# [PROBLEM REQUIREMENTS]
Show every line in the records below that contains the word "background".
INFORMATION section start
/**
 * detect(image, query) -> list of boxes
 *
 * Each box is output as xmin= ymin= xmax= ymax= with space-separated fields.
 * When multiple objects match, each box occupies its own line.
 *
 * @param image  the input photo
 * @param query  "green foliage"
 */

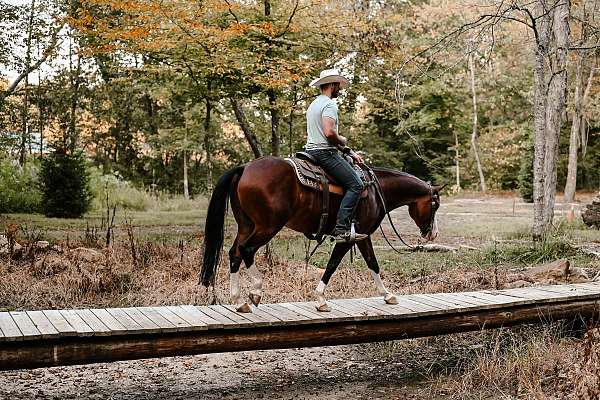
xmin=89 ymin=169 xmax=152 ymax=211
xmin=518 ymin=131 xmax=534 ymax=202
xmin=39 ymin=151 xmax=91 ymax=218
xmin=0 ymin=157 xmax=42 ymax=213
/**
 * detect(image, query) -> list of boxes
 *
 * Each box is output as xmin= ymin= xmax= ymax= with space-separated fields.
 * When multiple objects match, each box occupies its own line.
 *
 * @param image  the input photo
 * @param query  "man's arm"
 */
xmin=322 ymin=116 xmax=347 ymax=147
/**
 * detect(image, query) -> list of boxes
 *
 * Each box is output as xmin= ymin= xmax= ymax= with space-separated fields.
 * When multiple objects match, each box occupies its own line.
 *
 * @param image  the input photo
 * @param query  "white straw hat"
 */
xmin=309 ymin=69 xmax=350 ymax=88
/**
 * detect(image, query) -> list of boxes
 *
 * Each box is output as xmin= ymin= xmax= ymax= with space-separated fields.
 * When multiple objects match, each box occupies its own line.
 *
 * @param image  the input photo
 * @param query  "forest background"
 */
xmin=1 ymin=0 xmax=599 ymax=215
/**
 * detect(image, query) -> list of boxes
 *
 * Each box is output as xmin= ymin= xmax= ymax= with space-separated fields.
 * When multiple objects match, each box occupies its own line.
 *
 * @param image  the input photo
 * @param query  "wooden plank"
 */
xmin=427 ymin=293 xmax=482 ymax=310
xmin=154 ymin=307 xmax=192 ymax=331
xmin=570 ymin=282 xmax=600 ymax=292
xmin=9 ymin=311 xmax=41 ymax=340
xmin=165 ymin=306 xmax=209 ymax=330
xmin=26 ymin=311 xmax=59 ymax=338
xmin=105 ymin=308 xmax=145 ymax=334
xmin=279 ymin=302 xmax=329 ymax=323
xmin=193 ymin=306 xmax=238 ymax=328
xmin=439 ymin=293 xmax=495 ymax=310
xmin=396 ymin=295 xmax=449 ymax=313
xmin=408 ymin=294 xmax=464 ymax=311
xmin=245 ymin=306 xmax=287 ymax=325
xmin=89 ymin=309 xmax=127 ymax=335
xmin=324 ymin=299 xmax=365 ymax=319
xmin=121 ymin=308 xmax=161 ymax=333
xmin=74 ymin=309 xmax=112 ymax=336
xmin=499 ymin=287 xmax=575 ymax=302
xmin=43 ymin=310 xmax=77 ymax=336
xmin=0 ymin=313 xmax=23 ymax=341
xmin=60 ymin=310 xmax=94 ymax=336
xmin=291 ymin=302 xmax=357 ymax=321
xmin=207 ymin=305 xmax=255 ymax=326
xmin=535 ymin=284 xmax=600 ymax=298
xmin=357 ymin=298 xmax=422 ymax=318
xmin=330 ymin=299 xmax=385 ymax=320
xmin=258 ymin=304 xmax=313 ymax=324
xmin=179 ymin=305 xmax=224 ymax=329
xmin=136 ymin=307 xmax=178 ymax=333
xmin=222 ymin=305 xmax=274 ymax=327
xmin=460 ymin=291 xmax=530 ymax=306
INFORMATION section end
INFORMATION section start
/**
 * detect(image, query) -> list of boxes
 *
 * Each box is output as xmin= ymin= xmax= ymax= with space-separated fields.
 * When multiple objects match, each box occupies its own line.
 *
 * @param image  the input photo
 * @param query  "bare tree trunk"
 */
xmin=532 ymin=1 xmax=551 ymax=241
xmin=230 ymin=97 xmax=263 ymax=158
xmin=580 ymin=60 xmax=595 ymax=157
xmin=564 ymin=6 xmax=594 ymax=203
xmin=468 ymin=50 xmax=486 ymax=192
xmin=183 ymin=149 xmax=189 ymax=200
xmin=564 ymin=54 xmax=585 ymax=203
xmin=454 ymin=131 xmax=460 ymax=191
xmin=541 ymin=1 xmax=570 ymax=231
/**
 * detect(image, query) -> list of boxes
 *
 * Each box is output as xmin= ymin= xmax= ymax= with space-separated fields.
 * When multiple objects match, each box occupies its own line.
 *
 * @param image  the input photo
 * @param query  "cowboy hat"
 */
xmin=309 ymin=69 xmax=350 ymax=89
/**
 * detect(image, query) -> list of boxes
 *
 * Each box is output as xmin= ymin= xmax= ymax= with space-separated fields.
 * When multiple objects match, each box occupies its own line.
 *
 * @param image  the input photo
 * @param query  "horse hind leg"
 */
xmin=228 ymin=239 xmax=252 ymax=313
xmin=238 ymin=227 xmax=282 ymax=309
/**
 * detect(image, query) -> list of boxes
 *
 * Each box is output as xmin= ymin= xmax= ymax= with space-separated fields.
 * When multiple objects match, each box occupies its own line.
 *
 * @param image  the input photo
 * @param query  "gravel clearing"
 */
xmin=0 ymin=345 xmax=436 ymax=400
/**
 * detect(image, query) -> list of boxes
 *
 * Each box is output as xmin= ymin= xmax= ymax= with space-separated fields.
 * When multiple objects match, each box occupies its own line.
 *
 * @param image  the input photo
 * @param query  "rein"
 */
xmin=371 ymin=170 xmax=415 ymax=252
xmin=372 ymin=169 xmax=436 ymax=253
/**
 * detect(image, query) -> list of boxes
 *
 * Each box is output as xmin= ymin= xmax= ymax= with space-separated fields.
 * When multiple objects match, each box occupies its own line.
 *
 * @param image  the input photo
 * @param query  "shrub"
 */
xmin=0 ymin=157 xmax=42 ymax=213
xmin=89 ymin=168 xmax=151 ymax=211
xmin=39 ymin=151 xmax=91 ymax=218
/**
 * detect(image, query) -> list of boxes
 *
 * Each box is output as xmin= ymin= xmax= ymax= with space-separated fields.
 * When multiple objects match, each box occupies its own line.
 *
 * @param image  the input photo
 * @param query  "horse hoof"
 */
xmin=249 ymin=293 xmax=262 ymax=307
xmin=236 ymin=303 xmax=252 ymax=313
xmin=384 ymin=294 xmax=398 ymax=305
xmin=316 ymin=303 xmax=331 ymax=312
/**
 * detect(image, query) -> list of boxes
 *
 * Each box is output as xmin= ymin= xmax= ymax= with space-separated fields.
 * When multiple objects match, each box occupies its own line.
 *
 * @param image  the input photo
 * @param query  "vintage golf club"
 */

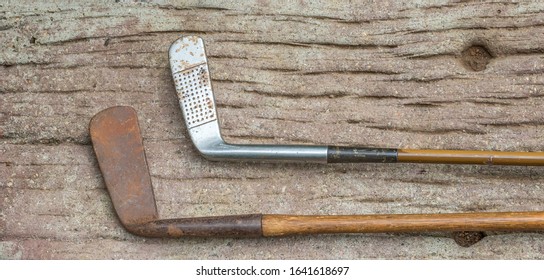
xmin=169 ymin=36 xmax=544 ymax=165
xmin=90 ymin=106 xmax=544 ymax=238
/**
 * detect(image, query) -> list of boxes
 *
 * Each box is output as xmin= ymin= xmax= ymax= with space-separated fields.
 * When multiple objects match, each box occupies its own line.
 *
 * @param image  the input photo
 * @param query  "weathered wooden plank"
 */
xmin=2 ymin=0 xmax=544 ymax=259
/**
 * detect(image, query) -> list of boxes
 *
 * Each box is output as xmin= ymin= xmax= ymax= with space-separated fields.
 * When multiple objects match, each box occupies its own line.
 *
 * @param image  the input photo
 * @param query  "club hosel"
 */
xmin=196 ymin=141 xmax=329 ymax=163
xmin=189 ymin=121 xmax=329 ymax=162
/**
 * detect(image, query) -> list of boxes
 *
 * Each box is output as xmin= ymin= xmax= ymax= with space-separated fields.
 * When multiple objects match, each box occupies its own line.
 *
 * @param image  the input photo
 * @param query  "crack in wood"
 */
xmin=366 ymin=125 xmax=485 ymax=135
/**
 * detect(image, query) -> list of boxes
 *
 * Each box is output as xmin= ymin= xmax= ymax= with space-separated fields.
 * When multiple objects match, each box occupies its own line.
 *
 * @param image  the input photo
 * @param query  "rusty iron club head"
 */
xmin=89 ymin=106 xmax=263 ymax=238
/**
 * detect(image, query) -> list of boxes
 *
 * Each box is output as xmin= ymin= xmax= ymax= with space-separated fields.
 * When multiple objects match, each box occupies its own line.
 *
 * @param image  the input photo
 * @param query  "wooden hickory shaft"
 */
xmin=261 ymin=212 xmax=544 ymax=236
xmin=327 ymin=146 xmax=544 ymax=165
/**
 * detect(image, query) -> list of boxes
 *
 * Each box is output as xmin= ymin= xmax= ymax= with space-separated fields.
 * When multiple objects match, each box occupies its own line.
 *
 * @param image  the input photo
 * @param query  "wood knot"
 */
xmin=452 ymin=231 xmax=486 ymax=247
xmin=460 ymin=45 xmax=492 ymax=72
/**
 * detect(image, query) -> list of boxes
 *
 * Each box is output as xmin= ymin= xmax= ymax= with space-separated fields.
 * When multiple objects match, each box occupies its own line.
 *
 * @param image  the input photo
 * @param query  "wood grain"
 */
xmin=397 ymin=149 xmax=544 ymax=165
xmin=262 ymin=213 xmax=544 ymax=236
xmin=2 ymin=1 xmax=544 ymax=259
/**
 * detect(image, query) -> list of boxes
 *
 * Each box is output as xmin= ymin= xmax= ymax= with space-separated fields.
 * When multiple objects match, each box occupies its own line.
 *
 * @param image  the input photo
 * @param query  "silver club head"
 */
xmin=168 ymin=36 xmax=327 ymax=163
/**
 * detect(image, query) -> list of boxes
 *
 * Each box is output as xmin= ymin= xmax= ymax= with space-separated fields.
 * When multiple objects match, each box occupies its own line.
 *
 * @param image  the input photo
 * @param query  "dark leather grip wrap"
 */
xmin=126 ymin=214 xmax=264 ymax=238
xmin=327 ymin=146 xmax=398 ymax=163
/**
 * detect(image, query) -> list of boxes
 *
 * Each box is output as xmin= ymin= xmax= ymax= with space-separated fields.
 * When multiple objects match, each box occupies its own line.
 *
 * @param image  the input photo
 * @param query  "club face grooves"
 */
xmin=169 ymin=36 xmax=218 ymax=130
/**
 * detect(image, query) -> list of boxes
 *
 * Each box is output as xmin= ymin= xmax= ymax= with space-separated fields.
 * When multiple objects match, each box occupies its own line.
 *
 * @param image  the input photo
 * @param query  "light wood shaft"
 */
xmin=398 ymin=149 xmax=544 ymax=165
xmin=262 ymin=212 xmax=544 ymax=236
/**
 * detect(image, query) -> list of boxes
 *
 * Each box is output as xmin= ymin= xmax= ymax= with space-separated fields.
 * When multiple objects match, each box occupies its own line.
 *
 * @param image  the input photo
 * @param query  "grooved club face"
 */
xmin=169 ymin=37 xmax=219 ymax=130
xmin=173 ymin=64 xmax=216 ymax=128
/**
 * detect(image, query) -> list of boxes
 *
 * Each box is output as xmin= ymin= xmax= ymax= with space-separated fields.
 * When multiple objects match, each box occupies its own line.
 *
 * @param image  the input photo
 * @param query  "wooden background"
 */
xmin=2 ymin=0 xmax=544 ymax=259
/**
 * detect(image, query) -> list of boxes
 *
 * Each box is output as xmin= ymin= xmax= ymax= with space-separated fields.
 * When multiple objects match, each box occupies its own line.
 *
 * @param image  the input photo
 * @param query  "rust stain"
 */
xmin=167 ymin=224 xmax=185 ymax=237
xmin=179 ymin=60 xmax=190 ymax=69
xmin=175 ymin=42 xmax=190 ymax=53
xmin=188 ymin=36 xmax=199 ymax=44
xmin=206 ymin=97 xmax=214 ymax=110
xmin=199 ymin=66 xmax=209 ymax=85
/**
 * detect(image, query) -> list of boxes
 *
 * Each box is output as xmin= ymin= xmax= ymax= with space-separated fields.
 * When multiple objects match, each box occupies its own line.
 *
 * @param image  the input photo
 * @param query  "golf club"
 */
INFORMATION section end
# [OUTPUT OF THE EXERCISE]
 * @param query  "forest background"
 * @param query  "wooden background"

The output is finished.